**Your goal**
For the records below, output each line exactly as it appears, from the first through the line with "with braided blonde".

**Supplied entries**
....
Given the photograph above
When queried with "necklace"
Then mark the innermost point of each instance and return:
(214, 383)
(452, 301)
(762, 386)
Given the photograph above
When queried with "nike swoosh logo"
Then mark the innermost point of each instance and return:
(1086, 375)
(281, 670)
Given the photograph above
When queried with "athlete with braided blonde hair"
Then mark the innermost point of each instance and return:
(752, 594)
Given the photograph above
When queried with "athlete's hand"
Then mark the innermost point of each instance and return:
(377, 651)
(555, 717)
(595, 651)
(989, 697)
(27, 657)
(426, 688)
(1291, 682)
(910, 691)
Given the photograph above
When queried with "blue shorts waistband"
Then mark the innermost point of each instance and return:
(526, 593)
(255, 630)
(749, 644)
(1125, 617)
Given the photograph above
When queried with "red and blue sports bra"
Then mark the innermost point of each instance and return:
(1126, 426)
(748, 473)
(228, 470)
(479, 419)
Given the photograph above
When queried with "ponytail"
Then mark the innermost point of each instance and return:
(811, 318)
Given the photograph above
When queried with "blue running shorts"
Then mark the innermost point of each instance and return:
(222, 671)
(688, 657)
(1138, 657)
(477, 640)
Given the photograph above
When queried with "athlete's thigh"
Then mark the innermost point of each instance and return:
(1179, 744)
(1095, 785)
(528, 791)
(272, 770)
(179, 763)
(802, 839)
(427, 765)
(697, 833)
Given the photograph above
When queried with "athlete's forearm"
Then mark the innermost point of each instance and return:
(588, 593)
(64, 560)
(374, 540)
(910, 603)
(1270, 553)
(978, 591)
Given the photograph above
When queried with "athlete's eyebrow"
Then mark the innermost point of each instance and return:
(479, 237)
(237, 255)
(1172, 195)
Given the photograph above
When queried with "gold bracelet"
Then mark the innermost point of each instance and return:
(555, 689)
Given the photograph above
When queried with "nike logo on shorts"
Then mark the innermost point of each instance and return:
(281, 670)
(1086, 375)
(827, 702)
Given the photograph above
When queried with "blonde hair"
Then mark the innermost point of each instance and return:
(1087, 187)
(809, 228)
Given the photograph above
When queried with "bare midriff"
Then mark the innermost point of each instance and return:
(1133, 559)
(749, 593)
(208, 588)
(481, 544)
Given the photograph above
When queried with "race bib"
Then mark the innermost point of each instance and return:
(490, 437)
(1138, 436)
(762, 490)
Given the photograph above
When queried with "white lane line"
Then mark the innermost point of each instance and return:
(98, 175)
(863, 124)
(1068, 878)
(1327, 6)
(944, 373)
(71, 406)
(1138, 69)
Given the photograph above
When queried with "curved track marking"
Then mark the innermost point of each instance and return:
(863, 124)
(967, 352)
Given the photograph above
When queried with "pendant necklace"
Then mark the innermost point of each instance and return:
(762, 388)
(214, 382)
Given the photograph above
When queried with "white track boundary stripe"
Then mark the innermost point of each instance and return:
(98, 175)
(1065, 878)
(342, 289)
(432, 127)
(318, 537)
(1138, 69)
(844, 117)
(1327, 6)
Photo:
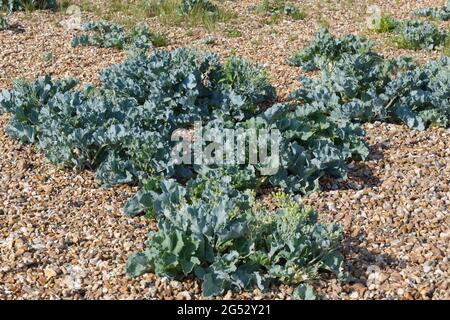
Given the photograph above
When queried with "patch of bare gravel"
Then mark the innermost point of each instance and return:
(63, 236)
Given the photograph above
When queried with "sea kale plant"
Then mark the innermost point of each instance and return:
(230, 242)
(210, 223)
(3, 23)
(106, 34)
(364, 86)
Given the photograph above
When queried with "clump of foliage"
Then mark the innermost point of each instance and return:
(106, 34)
(120, 127)
(438, 13)
(18, 5)
(187, 6)
(385, 24)
(420, 35)
(210, 224)
(279, 7)
(326, 50)
(229, 242)
(365, 87)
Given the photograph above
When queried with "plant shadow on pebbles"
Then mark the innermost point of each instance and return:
(360, 261)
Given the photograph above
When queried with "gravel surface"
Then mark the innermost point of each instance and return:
(63, 236)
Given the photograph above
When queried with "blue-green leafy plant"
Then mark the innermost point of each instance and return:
(4, 23)
(327, 49)
(209, 222)
(364, 86)
(223, 237)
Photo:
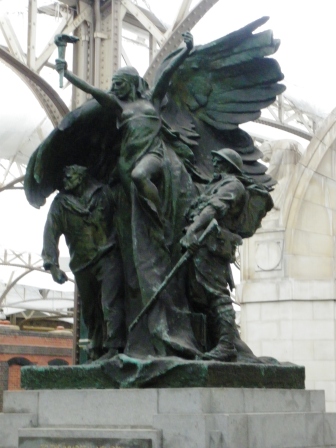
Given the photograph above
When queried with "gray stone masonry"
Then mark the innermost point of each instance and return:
(170, 418)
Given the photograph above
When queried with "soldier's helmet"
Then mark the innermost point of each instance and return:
(230, 156)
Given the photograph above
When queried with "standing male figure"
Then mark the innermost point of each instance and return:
(83, 213)
(210, 279)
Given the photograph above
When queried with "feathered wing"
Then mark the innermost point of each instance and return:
(224, 84)
(87, 136)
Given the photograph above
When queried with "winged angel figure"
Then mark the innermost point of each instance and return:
(153, 147)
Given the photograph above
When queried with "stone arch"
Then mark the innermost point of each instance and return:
(309, 212)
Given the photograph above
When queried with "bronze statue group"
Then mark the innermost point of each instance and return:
(142, 174)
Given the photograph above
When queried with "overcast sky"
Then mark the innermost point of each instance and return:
(306, 55)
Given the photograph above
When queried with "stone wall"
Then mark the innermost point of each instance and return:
(288, 270)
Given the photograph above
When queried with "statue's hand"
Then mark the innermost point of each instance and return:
(61, 65)
(189, 40)
(58, 275)
(190, 242)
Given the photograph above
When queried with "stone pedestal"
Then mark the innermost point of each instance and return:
(167, 418)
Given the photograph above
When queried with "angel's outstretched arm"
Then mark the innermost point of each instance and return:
(161, 86)
(103, 98)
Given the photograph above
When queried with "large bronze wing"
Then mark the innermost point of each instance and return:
(87, 136)
(222, 85)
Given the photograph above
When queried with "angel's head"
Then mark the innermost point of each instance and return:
(227, 160)
(127, 84)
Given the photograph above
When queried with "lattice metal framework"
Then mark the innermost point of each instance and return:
(99, 26)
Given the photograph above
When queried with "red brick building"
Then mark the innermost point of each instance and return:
(20, 348)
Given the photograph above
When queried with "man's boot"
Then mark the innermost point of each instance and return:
(222, 327)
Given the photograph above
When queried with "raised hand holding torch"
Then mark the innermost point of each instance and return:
(61, 40)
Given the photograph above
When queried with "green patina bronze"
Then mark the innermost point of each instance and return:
(171, 187)
(123, 372)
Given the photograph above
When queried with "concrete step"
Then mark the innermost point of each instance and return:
(112, 437)
(9, 426)
(137, 406)
(264, 430)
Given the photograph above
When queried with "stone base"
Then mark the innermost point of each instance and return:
(168, 418)
(124, 372)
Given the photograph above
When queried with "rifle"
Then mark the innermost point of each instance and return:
(213, 225)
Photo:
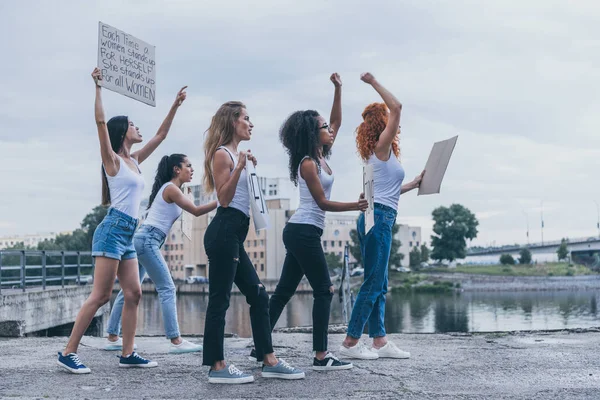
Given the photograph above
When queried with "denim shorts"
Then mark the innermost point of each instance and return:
(113, 237)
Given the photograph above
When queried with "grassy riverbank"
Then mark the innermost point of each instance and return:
(546, 269)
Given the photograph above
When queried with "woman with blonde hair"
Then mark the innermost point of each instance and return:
(377, 142)
(224, 171)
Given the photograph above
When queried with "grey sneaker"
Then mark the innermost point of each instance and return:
(282, 370)
(229, 375)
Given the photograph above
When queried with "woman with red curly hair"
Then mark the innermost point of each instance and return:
(377, 142)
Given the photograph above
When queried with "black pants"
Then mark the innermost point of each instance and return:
(229, 263)
(304, 257)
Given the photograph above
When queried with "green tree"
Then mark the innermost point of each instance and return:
(525, 256)
(333, 261)
(507, 259)
(414, 257)
(452, 227)
(395, 256)
(424, 253)
(563, 251)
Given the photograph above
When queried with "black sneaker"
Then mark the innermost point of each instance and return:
(330, 363)
(252, 356)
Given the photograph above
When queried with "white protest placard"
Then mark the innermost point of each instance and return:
(127, 63)
(260, 213)
(436, 166)
(369, 196)
(187, 219)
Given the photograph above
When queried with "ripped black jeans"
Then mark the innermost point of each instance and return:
(229, 263)
(304, 257)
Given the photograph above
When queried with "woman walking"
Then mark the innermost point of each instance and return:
(112, 244)
(224, 171)
(308, 139)
(165, 207)
(377, 142)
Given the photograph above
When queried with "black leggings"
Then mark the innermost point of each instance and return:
(229, 263)
(305, 257)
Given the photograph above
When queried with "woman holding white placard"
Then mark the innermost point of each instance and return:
(112, 245)
(225, 172)
(377, 142)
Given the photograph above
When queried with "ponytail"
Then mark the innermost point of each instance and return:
(165, 172)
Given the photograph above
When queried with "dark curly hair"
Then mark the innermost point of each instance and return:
(299, 134)
(375, 118)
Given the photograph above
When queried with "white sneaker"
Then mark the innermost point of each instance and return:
(358, 351)
(184, 347)
(390, 350)
(116, 345)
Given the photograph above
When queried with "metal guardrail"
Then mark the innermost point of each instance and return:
(346, 296)
(46, 274)
(551, 243)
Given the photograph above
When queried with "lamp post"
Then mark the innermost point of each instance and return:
(527, 221)
(542, 219)
(598, 220)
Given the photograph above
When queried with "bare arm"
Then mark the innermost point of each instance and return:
(172, 194)
(162, 132)
(335, 118)
(226, 179)
(383, 147)
(109, 158)
(309, 172)
(412, 185)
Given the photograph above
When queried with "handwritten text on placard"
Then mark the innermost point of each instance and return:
(127, 63)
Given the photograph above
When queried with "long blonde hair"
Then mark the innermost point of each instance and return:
(219, 133)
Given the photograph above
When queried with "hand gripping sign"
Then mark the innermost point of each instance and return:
(260, 213)
(369, 196)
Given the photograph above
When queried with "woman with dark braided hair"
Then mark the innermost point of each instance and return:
(308, 139)
(377, 142)
(112, 244)
(165, 205)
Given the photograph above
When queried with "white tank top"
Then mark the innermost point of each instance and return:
(387, 180)
(241, 198)
(308, 211)
(162, 215)
(126, 189)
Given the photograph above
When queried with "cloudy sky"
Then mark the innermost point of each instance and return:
(516, 80)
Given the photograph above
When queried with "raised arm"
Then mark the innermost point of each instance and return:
(172, 194)
(162, 132)
(109, 158)
(310, 173)
(383, 147)
(335, 118)
(226, 179)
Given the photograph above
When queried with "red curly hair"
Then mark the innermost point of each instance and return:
(375, 118)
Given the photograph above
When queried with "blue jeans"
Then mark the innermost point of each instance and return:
(147, 241)
(375, 247)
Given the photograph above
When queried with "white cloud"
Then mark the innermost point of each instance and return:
(517, 81)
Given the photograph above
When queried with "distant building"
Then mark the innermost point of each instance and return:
(265, 249)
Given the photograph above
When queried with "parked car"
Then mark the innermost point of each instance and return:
(196, 279)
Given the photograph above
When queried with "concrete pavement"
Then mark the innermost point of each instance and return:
(539, 365)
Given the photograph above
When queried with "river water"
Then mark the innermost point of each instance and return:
(409, 313)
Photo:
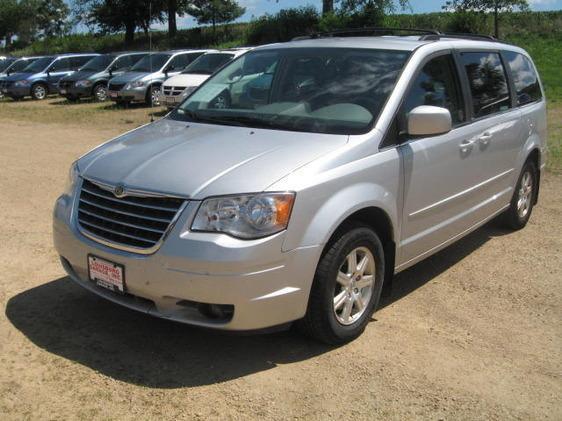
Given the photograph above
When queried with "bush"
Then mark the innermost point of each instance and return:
(283, 26)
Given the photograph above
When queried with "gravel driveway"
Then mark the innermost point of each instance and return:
(474, 332)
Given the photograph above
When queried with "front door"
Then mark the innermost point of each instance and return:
(442, 174)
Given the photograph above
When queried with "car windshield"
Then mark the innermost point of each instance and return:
(151, 63)
(20, 64)
(207, 64)
(97, 64)
(321, 90)
(38, 65)
(4, 64)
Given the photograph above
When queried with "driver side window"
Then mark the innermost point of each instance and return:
(437, 84)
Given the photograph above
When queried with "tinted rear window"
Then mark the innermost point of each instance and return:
(525, 78)
(488, 83)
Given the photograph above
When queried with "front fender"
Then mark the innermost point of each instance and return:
(330, 198)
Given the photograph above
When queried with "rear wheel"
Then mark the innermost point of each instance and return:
(39, 91)
(523, 200)
(153, 96)
(100, 92)
(347, 286)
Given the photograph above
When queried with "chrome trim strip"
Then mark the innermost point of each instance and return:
(133, 191)
(131, 249)
(123, 200)
(167, 221)
(118, 246)
(127, 224)
(134, 237)
(460, 194)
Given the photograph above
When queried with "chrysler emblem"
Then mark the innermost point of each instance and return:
(119, 191)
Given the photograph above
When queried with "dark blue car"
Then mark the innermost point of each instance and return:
(41, 78)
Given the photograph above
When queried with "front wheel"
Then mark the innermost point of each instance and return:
(347, 286)
(153, 97)
(100, 92)
(39, 91)
(523, 200)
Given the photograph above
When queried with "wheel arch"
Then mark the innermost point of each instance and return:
(380, 222)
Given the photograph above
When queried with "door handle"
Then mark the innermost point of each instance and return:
(485, 138)
(466, 145)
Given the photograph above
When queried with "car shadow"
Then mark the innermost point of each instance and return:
(68, 321)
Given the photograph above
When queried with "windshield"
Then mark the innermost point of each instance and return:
(207, 64)
(151, 63)
(38, 65)
(19, 65)
(321, 90)
(4, 64)
(97, 64)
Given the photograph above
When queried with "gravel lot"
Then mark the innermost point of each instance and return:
(474, 332)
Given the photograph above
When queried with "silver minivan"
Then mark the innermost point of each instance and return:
(297, 180)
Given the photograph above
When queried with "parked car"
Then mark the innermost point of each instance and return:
(12, 66)
(143, 82)
(348, 160)
(92, 78)
(41, 77)
(179, 87)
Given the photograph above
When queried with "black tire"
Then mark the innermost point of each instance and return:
(321, 321)
(153, 96)
(514, 218)
(39, 91)
(100, 92)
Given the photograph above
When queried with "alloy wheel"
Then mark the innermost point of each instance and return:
(354, 286)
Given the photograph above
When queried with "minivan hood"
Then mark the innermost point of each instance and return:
(76, 76)
(19, 76)
(186, 80)
(200, 160)
(129, 77)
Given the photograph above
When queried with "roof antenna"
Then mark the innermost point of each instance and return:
(150, 60)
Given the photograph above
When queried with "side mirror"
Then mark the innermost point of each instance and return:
(427, 120)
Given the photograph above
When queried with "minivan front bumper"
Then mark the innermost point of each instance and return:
(265, 286)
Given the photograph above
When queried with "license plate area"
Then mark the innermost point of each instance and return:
(106, 274)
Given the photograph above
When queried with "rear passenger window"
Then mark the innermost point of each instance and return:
(488, 83)
(61, 65)
(525, 78)
(437, 84)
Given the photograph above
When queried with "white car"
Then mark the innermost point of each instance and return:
(179, 87)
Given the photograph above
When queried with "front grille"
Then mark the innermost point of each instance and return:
(65, 84)
(139, 222)
(115, 86)
(173, 90)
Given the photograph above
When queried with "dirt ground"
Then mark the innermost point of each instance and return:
(474, 332)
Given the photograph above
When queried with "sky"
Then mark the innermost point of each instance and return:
(257, 8)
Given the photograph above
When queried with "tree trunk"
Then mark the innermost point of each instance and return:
(327, 6)
(496, 20)
(172, 24)
(129, 32)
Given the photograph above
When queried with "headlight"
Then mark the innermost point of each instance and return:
(187, 91)
(72, 178)
(247, 216)
(84, 83)
(136, 84)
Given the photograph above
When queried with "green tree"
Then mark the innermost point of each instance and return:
(120, 15)
(486, 6)
(215, 11)
(51, 17)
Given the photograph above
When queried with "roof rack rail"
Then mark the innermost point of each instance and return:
(368, 30)
(457, 35)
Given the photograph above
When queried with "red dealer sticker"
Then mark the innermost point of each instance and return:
(106, 274)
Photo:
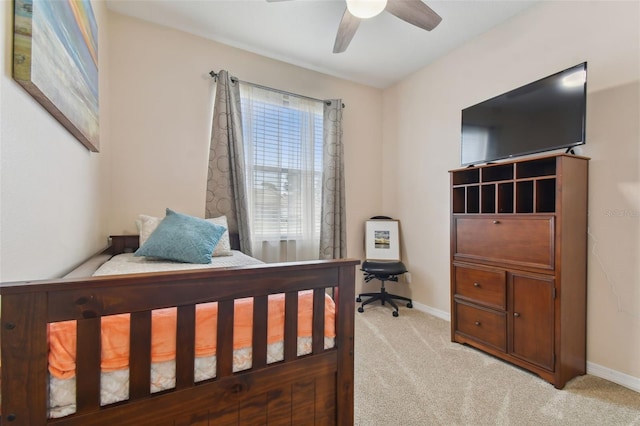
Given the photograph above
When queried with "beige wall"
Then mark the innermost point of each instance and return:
(161, 99)
(53, 192)
(422, 133)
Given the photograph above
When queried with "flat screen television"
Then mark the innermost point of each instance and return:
(545, 115)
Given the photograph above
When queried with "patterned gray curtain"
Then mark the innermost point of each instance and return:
(333, 218)
(226, 190)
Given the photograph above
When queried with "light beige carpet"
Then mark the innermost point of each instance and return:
(408, 372)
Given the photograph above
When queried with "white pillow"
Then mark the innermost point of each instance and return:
(224, 246)
(147, 224)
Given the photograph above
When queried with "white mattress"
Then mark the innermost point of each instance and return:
(127, 263)
(114, 386)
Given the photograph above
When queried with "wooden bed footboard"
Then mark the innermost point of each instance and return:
(310, 389)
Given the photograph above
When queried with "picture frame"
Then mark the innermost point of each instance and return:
(55, 59)
(382, 240)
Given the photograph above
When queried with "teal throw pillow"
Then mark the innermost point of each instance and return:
(182, 238)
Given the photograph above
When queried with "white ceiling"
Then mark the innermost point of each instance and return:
(302, 32)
....
**Response for this exercise**
Given the photograph above
When queried with "necklace"
Then mark the innermost point of each instance and return:
(214, 383)
(452, 301)
(762, 386)
Given the photograph above
When queried with "nike swoosh logo"
Then mark the innermost point of each instance and return:
(1086, 375)
(281, 670)
Given the photograph above
When queried with "athlete with braided blonde hair"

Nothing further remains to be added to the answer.